» Exercise goal: The listing below should be printed again word for word, without any images.

*** Data to use ***

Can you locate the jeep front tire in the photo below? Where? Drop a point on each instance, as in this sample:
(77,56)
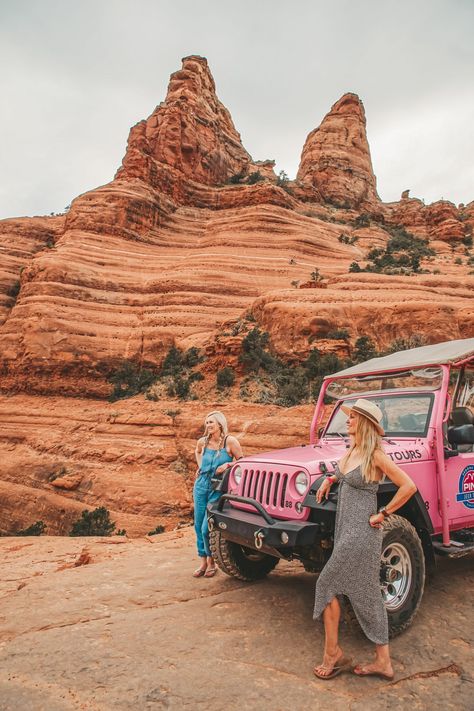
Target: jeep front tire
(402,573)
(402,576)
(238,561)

*** End of Data to use ***

» Exercise result:
Can you locate the jeep front tire in the photo below? Where? Drop a point on each instance, as in this sample:
(77,56)
Target: jeep front tire
(402,573)
(402,576)
(238,561)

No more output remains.